▶ **RECORDS TO USE**
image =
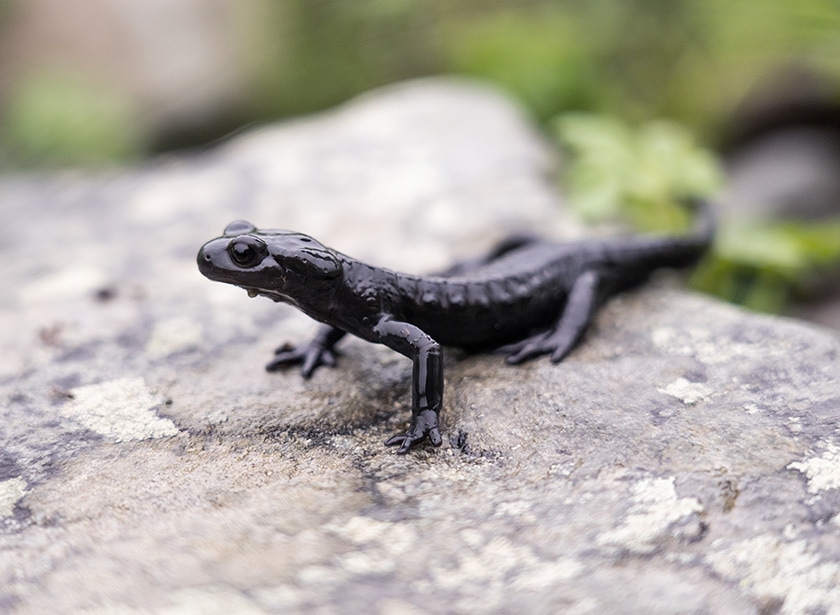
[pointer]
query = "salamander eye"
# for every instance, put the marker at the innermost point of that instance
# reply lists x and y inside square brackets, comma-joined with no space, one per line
[247,251]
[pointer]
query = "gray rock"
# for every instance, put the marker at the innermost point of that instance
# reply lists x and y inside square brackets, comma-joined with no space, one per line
[686,458]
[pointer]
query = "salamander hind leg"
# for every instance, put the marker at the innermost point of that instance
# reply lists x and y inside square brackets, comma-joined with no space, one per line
[559,341]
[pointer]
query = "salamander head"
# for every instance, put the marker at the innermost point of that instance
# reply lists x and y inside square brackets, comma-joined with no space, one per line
[281,265]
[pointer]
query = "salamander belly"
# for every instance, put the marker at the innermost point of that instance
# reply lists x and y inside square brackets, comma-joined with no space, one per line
[475,318]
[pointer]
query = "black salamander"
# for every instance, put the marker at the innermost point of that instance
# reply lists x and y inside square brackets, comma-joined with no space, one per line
[527,298]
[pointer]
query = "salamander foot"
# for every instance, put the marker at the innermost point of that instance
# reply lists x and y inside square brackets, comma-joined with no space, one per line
[424,424]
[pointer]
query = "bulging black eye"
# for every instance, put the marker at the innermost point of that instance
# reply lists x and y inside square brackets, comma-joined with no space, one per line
[247,251]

▶ **PROBLEM TO WORK ON**
Rewrite every line of all the records above, requests included, with the pictures omitted. Multiply each x and y point coordinate in the answers by 0.45 and round it to a whole number, rounding halves up.

▶ **PROBLEM SOLUTION**
image =
[pointer]
query = "salamander eye"
# for every instance, put the marker at the innermost point of that instance
# reply lists x and y inside square brackets, comma-joined with no space, one per line
[111,113]
[pointer]
query = "gray rock"
# for every instance, put the marker at the innermost point of that instance
# reply lists x and y inside square brackets, comma-joined with no space, one per line
[309,206]
[pointer]
query = "salamander hind leg"
# for every instance, put the marker at the innermost point of that instance
# reply lists x and y inside square brackets, comma-joined with no space, one per line
[252,153]
[pointer]
query = "salamander head"
# for every instance, put the marker at the innermost point of that instance
# reply lists x and y inside square brackets, comma-joined with no space, one per line
[126,119]
[pointer]
query = "salamander belly"
# for every instance, put the marker at the innermost point of that instance
# reply lists x and y inside square brackets, comma-joined with no space, one per line
[214,143]
[pointer]
query = "black salamander"
# for every instance, put the marker at the innermost point of that instance
# reply lists x and y inside square brackets, comma-joined with no space, one per line
[237,134]
[pointer]
query = "salamander foot"
# for every instance, put the marker at the innermost point of that instance
# reply lists x and y inside square brackets, comma-joined with no space, one per line
[191,191]
[pointer]
query = "bulging black eye"
# for every instance, put the marker at the innermost point of that instance
# reply lists x and y inside square brackets, comma-joined with no space, one per line
[111,113]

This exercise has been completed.